Excerpted passage -
------------

Our Climate Smart Commitment: Rick's Vision
A round-trip flight to Europe emits roughly as much climate-changing carbon, per passenger, as six months of driving. At Rick Steves' Europe, we take about 30,000 people to Europe each year on our tours. Standard accounting practices allow businesses to ignore costs to our environment — but we believe it's more honest and ethical to pay our share of that cost. So, at the expense of our profit, we're imposing a carbon tax on ourselves. And we're doing this in an innovative, forward-looking way that also improves the lives of families in the developing world. Here's how and why.
Scientists and development experts figure it takes about $30 of careful investment in environmental initiatives in the developing world to mitigate the carbon emissions created by one round-trip flight between the US and Europe. So each year to cover our climate costs, we'll "owe" a self-imposed carbon tax equal to $30 for each of our annual tour members.
Most businesses address this issue by purchasing carbon offsets. We prefer to invest directly in climate-smart agriculture, conservation, and agroforestry projects in developing countries, as well as legislative advocacy here in the US.
Projects in the Developing World
In my travels to Ethiopia and Guatemala, concrete examples of these projects inspired me. Replacing an open stove with a more efficient "smart stove" uses much less firewood (saving time and reducing carbon emissions) and is healthier and safer to use. Digging a well saves hours of daily walking to fetch water. And a small farm can install a biogas plant, harnessing the methane produced by dung to provide electricity while also reducing greenhouse gases. These are small steps individually — but collectively, if smartly funded, it means that farmers in the developing world will contribute less carbon to our atmosphere.

------------

Problem -
Reproduce word for word the passage of the carbon tax statement starting at "Scientists and development" and ending at "here in the US.".

Supplied data -

------------

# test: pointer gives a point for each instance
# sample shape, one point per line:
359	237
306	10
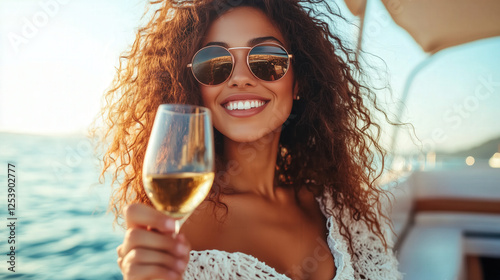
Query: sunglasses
213	65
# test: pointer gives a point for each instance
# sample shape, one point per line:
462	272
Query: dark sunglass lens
212	65
268	63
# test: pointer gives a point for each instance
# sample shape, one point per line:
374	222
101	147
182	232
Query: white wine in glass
178	169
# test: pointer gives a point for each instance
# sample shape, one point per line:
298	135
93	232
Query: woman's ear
296	90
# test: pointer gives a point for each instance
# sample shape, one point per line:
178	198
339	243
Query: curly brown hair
330	142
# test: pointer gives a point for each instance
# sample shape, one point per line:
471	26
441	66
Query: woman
295	194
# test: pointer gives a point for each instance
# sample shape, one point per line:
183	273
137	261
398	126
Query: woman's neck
250	167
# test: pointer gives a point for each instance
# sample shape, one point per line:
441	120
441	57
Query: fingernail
172	275
170	224
180	265
182	249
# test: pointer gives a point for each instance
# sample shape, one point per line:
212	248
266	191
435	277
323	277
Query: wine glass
178	169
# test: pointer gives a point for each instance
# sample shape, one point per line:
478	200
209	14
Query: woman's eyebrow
259	40
217	44
250	43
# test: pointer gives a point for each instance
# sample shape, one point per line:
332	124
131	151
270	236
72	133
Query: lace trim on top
370	261
216	264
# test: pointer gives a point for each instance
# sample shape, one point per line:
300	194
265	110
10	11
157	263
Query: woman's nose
241	76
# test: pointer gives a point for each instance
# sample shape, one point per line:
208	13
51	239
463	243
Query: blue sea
63	229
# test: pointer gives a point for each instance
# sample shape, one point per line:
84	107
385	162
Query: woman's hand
149	250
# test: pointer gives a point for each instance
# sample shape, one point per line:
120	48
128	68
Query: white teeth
243	105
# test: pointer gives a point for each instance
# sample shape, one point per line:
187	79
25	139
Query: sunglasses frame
289	57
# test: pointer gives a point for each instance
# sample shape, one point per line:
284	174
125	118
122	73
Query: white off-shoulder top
371	261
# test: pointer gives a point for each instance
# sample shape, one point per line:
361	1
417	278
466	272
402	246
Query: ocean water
63	230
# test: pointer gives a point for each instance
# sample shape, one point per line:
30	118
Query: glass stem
177	227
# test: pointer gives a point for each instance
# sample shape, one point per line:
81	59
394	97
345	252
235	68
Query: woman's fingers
149	257
150	250
142	238
144	216
149	271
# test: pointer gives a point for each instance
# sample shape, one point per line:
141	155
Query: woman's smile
244	105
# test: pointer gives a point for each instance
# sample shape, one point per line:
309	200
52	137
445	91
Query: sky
57	57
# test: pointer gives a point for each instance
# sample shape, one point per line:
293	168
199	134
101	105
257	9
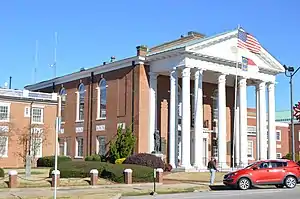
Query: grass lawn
202	177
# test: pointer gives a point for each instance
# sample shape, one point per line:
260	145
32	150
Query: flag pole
235	105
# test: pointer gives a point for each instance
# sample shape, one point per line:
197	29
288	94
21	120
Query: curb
118	196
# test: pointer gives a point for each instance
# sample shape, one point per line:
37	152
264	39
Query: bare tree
30	141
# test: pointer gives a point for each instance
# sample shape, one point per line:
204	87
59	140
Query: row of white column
241	137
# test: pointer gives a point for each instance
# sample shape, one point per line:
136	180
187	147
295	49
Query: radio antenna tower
54	63
35	60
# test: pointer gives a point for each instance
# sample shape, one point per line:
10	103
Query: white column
237	131
262	121
243	122
198	110
152	110
186	119
257	124
271	122
173	117
222	131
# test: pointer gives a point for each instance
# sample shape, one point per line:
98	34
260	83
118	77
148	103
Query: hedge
49	161
113	172
145	159
2	173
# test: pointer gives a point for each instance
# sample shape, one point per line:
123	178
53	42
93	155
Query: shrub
49	161
168	167
94	157
2	173
120	161
122	146
145	159
113	172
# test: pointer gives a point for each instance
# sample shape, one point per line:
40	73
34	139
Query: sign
297	111
100	127
79	129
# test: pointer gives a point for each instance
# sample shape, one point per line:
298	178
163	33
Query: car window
265	165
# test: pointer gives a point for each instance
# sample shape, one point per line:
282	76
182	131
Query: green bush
113	172
122	146
94	157
49	161
120	161
1	173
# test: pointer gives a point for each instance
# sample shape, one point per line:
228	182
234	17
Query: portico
213	65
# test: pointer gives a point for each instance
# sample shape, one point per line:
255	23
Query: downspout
132	99
91	112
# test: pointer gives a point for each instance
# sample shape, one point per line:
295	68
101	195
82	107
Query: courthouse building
183	89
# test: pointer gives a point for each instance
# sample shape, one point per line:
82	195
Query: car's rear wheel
244	184
290	182
279	185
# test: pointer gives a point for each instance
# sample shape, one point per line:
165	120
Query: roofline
123	63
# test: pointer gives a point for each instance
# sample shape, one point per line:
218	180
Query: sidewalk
99	192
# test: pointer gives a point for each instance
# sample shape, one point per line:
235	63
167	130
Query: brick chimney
141	50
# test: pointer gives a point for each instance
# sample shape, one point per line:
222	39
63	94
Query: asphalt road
232	194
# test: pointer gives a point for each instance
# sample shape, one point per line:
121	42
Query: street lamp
290	72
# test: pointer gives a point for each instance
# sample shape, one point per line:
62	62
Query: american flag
247	41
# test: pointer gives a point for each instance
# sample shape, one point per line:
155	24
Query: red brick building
183	89
24	113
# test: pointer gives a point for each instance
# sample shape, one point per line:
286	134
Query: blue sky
90	33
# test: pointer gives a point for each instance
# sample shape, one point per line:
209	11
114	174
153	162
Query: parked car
269	172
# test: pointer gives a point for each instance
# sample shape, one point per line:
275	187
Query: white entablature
218	53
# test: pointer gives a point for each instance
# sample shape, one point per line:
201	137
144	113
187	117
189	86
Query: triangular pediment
224	46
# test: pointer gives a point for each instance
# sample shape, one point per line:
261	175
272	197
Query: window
63	94
79	147
80	102
3	146
37	147
250	149
278	155
37	115
27	112
102	99
101	145
4	112
278	135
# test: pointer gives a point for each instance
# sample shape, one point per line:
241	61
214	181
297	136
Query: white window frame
77	103
99	100
6	104
76	145
280	155
42	115
278	131
27	111
40	154
98	143
5	155
252	150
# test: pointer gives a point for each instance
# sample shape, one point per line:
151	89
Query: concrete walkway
106	191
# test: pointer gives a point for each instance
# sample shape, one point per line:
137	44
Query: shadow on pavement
224	188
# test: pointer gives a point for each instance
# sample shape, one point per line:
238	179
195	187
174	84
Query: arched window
81	95
63	95
102	99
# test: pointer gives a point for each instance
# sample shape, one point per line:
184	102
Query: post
57	128
292	119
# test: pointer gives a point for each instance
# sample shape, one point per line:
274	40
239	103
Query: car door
262	174
277	172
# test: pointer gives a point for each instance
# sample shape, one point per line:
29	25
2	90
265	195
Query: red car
269	172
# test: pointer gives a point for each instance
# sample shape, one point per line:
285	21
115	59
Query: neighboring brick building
282	137
176	89
16	121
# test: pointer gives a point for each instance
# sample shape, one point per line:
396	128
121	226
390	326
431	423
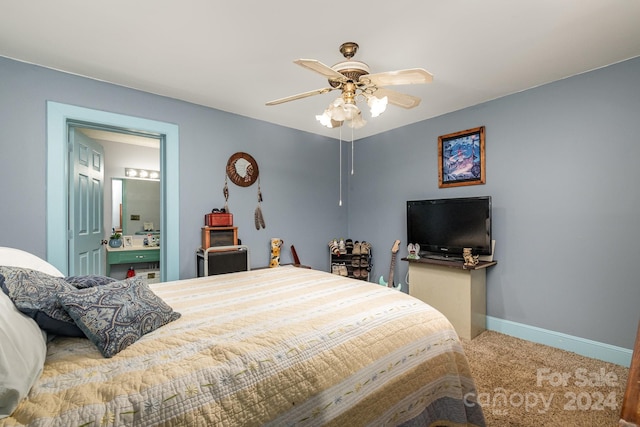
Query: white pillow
22	355
18	258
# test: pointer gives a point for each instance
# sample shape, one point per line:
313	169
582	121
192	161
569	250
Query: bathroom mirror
135	203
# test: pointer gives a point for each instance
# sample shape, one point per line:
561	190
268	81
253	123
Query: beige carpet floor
524	384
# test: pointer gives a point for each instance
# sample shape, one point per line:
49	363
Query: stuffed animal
469	259
414	250
276	244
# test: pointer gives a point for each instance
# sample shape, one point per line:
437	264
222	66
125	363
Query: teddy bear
469	259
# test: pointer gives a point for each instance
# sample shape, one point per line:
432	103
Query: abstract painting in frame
461	158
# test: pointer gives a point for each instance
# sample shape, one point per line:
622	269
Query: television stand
458	292
442	257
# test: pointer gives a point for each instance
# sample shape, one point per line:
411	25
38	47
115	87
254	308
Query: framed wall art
461	158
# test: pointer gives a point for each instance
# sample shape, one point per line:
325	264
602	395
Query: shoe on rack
356	248
365	248
348	245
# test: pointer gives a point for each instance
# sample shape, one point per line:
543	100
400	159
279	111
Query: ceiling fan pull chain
225	191
340	148
352	151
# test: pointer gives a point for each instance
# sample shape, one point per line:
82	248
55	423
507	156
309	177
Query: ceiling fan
355	82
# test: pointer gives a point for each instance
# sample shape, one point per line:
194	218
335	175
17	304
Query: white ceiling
237	55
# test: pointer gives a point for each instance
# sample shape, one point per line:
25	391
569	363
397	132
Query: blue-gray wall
298	175
561	167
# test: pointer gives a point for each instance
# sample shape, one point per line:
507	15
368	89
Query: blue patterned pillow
88	281
117	314
34	294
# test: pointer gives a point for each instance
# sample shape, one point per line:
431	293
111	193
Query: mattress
281	346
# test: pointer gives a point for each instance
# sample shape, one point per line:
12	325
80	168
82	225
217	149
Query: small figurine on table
469	259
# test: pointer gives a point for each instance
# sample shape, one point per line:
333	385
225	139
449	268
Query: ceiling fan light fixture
324	119
357	121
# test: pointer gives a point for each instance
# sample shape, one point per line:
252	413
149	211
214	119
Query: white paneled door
86	205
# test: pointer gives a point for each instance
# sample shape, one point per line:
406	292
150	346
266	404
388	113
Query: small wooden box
218	220
219	236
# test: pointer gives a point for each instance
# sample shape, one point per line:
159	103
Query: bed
281	346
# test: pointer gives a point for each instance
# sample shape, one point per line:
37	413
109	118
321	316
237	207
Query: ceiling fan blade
400	77
300	96
321	68
396	98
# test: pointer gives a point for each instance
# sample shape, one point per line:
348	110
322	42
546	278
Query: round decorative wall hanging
242	169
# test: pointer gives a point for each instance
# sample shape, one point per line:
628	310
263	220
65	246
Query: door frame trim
57	214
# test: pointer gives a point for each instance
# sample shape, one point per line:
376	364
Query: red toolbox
218	219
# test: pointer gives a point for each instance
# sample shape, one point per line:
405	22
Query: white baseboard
593	349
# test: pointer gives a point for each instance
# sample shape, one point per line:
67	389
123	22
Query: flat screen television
443	227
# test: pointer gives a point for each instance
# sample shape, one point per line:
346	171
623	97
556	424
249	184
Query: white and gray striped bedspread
282	346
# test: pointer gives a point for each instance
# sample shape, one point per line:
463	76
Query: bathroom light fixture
141	173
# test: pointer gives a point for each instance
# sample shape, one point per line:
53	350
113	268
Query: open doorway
59	116
125	202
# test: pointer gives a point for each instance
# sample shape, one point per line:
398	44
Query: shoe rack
350	258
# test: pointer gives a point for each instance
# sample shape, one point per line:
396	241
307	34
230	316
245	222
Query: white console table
457	292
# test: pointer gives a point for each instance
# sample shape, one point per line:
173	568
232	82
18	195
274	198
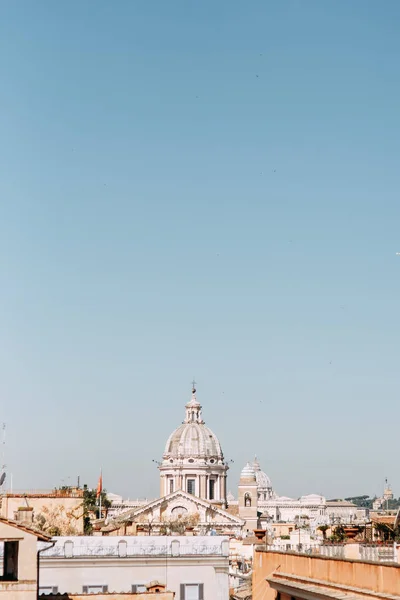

------------

Response to the exercise -
Scientists and development experts figure it takes about $30 of careful investment in environmental initiatives in the developing world to mitigate the carbon emissions created by one round-trip flight between the US and Europe. So each year to cover our climate costs, we'll "owe" a self-imposed carbon tax equal to $30 for each of our annual tour members.
Most businesses address this issue by purchasing carbon offsets. We prefer to invest directly in climate-smart agriculture, conservation, and agroforestry projects in developing countries, as well as legislative advocacy here in the US.